## Stated problem 1
In the forum thread, what does the bathroom in the Nanea model room have that lets it open up into the bedroom?

--- Start of Text ---

I uploaded from iPad - click on photos to open.
Figured they would take less screen space.


----------



## DavidnRobin

DeniseM said:


> Hi Dave - Thank you for all the pictures!  It looks like the south phase is going to open first?  Is it supposed to open in May?  Will any of the pools be open?


The south is certainly ahead, but would be surprised if not almost completely done before opening.
I know there will be a soft opening - and I hear that is in May... seems reasonable.
I assume pool area will need to be complete before opening.
We will be there (WKORV OFD) next Sept - the additional crowds due to Nanea will suck tbh - already crowded


----------



## Kuttermax

We are currently at WKORVN.  It sounds like everything is on track for first guests at Nanea to stay in May with plans to possibly have all rooms in the resort completed by end of calendar year 2017.  I'll try and post some updated shots.

Does any have a good picture of the building floor plans that shows where the 1, 2, and 3 bedroom units are throughout the unit.  I remember seeing a picture of this last year but haven't been able to find it online.  There are only five 1 bedroom units in the first phase and I believe 32 or 34 in total.  I think some, or possible most, of these are in the section that faces the parking lot.  It looks like two of the buildings have units that face eastward into the parking lot or towards the front grounds of Honua Kai.  A few of these may be 2 bedrooms as well.


----------



## Kuttermax

Here are a couple of shots from a few days ago.


----------



## vacationtime1

The south half of the green plywood wall is down.


----------



## alohakevin

Got rain on Monday totally flooded boardwalk. They had to reroute around between beach and walkway


----------



## Henry M.

Some pictures of the model of a Nanea room that is currently set up in Bldg. 5 of WKORV-N. These are supposed to be the same materials and products used at the new resort. The bathroom has sliding doors that open to make it part of the bedroom.

There's a full size range in the kitchen. Overall, the furnishings look very nice.


----------



## DavidnRobin

great to finally see example.
no counter space in kitchen...


----------



## YYJMSP

DavidnRobin said:


> great to finally see example.
> no counter space in kitchen...



Exactly the first thing I noticed...


----------



## Henry M.

Just keep in mind this is a normal WKORV-N unit. I don't know if he layout is going to be the same at Nanea. I haven't seen the floor plans. The colors and materials will be, but it's possible the floorplan could be different. I happened to stay next door to the model last week. I didn't take a tour.


----------



## DavidnRobin

emuyshondt said:


> Just keep in mind this is a normal WKORV-N unit. I don't know if he layout is going to be the same at Nanea. I haven't seen the floor plans. The colors and materials will be, but it's possible the floorplan could be different. I happened to stay next door to the model last week. I didn't take a tour.

--- End of Text ---
--- Start of Exercise materials ---

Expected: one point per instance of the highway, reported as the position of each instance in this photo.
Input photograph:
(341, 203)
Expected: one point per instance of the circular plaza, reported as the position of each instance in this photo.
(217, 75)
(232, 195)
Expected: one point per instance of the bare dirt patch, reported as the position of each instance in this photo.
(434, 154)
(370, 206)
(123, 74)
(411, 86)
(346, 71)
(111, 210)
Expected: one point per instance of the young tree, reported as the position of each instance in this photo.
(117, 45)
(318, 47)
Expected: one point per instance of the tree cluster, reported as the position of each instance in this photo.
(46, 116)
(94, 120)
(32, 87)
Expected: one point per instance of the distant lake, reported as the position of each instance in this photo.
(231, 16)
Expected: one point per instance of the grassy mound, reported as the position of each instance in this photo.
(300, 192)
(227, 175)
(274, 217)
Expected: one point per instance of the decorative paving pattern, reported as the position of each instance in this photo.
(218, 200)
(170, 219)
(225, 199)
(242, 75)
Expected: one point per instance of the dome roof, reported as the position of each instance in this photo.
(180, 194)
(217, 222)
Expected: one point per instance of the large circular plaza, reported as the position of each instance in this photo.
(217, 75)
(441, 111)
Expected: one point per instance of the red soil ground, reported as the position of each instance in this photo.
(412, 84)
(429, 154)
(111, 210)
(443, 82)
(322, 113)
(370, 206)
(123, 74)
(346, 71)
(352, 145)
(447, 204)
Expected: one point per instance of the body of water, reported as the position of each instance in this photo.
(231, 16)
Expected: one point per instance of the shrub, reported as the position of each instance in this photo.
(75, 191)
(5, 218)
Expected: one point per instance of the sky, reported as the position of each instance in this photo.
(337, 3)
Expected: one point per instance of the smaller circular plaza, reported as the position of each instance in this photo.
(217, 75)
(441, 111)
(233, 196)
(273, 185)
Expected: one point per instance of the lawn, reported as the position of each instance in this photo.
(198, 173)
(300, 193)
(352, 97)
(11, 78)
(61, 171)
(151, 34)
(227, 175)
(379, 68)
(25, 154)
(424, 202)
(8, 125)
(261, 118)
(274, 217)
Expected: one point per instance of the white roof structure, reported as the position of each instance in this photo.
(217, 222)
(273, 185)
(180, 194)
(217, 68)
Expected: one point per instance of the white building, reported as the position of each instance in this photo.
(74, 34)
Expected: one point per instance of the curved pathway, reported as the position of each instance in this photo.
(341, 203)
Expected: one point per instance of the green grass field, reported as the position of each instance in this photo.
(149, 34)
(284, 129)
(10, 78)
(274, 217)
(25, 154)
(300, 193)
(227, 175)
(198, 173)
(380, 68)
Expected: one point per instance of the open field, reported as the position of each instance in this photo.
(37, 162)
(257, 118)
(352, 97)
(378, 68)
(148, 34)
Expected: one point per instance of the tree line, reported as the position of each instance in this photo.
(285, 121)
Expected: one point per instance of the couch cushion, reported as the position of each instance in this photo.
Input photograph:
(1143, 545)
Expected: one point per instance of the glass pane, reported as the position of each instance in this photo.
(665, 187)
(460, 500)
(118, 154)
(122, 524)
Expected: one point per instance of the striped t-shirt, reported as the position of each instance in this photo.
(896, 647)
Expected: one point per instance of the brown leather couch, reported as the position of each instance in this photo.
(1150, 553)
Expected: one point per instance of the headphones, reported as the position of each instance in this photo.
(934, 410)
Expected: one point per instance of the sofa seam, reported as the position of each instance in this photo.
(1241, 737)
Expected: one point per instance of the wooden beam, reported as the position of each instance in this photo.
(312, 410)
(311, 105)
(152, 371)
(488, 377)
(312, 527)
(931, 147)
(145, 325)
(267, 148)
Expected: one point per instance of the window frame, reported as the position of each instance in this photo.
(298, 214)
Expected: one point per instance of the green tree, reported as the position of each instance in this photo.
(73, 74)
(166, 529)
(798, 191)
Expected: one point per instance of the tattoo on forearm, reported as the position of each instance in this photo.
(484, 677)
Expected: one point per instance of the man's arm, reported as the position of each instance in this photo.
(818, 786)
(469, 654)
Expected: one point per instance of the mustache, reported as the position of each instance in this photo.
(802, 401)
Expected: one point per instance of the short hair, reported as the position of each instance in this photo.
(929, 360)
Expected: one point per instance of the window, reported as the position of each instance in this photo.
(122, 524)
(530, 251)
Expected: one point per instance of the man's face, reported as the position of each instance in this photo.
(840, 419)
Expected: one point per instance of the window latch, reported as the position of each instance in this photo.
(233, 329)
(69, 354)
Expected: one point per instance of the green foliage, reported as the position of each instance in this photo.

--- End of Exercise materials ---

## Stated problem 2
Please reproduce the records from the line with "Expected: one point per instance of the short" through the end of the records, swapping "latch" for "handle" and leaving all else unchanged.

## Exercise result 1
Sliding doors.

## Exercise result 2
Expected: one point per instance of the short hair, reported as the position of each instance in this photo.
(929, 360)
Expected: one point per instance of the window, reported as the position of each instance in this photo.
(122, 524)
(530, 251)
Expected: one point per instance of the man's face, reported as the position of each instance in this photo.
(840, 419)
Expected: one point per instance of the window handle, reported as the position of each instance in this photo.
(233, 329)
(69, 354)
Expected: one point per instance of the green foliage, reported as the position of each instance in this photo.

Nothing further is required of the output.